In addition to the already-existing grid searching for hyperparameters, DSS can now perform Random search and Bayesian search for faster and more thorough search for the best set of hyperparameters.
For more details, please see Advanced models optimization.
DSS 7.0 added support for row-level interpretability for Machine Learning models. This allows you to get a detailed explanation of why a Dataiku model made a given prediction, even when said model is a “black-box” model.
In DSS 7.0, Row-level interpretations were available in the UI, and as the output of the scoring recipe.
DSS 8.0 adds the ability to programmatically obtain explanations through the API node, and also through the Saved Model Python API.
For more details, please see Exposing a visual prediction model.
In addition to their “Visual re-use by business users” usage, Dataiku Applications can also be used to reuse an entire flow as if it was a single recipe. This allows designers to quickly design complex flows while making usage of “building blocks” built by other designers, without having to maintain the complexity of the underlying reused flow.
For more details, please see Application-as-recipe
Dataiku now supports Pandas 1.0 (in addition to maintained support for the legacy 0.23 version).

★ ★ ★ ★ ★ ★ ★

■ **WHAT YOU WILL DO**
A. Answer these questions using the release notes:
(i) Besides grid search, which two methods can DSS now use to search for hyperparameters?
(ii) In DSS 7.0, where were row-level interpretations available?
(iii) Which legacy Pandas version does Dataiku still support?
B. Rewrite the stretch of the release notes from "DSS 8.0 adds" through "legacy 0.23 version).", replacing "designers" with "developers".
The listing comes from a different source than the release notes.

★ ★ ★ ★ ★ ★ ★

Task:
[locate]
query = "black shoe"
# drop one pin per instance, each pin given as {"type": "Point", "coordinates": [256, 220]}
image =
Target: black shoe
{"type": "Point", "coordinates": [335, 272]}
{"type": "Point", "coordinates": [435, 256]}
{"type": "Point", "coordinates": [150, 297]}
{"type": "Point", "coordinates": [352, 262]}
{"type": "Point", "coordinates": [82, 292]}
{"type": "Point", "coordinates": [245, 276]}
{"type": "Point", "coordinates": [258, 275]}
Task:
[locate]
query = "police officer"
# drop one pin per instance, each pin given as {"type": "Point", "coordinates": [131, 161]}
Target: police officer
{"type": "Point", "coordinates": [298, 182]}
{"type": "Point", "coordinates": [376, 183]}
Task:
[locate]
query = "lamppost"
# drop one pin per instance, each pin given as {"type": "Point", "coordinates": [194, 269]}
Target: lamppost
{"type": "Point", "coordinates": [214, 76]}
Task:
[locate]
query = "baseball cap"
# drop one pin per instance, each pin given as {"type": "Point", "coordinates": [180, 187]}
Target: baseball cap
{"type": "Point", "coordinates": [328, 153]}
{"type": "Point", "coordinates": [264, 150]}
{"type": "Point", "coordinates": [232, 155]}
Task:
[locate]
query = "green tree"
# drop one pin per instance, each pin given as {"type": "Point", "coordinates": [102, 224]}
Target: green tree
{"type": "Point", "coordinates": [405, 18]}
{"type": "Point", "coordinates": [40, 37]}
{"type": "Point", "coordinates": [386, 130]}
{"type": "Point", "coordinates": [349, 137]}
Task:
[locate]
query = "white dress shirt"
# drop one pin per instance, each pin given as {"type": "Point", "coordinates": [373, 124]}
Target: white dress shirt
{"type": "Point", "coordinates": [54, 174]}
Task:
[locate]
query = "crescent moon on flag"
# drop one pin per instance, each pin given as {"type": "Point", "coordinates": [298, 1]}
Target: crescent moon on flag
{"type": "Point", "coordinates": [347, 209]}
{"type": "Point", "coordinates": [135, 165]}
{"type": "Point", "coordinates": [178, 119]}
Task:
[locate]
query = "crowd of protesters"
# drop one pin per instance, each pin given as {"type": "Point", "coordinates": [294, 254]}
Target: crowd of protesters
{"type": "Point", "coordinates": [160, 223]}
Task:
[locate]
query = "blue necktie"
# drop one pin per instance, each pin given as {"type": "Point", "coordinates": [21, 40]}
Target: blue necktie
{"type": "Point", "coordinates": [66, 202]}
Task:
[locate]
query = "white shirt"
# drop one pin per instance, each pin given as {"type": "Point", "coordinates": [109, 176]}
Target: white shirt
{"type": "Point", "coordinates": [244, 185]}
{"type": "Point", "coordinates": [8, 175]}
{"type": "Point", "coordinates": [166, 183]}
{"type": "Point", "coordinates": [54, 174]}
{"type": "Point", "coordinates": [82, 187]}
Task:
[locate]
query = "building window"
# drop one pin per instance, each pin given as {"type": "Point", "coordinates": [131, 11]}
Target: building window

★ ★ ★ ★ ★ ★ ★

■ **RESULTS BY TASK**
A.
(i) Random search and Bayesian search.
(ii) In the UI and as the output of the scoring recipe.
(iii) Version 0.23.

B.
DSS 8.0 adds the ability to programmatically obtain explanations through the API node, and also through the Saved Model Python API.
For more details, please see Exposing a visual prediction model.
In addition to their “Visual re-use by business users” usage, Dataiku Applications can also be used to reuse an entire flow as if it was a single recipe. This allows developers to quickly design complex flows while making usage of “building blocks” built by other developers, without having to maintain the complexity of the underlying reused flow.
For more details, please see Application-as-recipe
Dataiku now supports Pandas 1.0 (in addition to maintained support for the legacy 0.23 version).